→ Work task
Copy the lines below as they are; omit the images they contain.

→ Material supplied
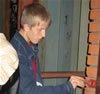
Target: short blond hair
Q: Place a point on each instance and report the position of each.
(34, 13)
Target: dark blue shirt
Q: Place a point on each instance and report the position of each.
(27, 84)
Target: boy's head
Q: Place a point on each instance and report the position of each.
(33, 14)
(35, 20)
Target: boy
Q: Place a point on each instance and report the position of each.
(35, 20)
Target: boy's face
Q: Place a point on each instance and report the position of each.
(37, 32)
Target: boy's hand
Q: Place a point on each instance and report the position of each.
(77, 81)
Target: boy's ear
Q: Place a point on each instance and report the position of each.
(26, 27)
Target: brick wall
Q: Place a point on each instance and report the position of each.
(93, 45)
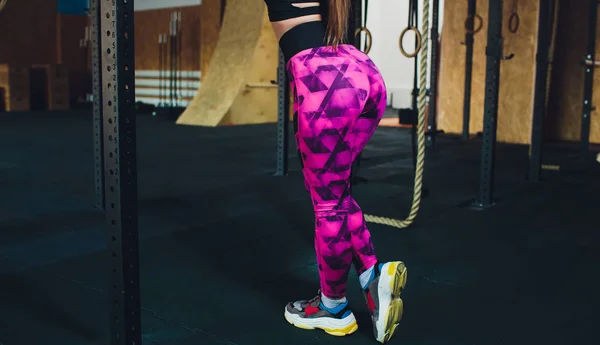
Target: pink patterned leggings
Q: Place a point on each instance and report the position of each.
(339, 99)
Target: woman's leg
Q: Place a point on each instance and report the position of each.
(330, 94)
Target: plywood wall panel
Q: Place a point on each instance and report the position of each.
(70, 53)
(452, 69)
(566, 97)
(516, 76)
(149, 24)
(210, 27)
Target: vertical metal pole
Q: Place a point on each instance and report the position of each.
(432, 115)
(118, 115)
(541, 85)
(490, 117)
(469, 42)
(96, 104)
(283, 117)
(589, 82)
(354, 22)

→ Exercise solution
Target: short blond hair
Q: Place a point on each instance and report the position of each.
(34, 13)
Target: dark blue shirt
Q: Place a point on each instance and report the position of each.
(27, 84)
Target: boy's head
Q: Place a point on each instance and report the position of each.
(33, 14)
(35, 20)
Target: boy
Q: Place a point on each instance and report the position of each.
(35, 20)
Target: boy's face
Q: Place a point on each instance and report the position of each.
(37, 32)
Target: boy's hand
Q: Place a point on each instance and report the position of each.
(77, 81)
Target: boy's ear
Q: Place a point on each instance and report the position of each.
(26, 27)
Target: brick wall
Q: Place a point on each instance and report the position of each.
(93, 45)
Target: pink patterned leggings
Q: Place a point on each instance and report the position of each.
(339, 99)
Target: woman's leg
Q: Place a point on each instance and report the position of each.
(330, 94)
Target: plywood wall panel
Q: Place a point on each instance and report the position of each.
(70, 53)
(452, 69)
(566, 97)
(516, 76)
(149, 24)
(210, 27)
Target: vertical metal pole
Q: Place a point on each instance and report the position of each.
(432, 115)
(118, 115)
(541, 85)
(490, 117)
(469, 42)
(96, 104)
(283, 117)
(589, 82)
(354, 22)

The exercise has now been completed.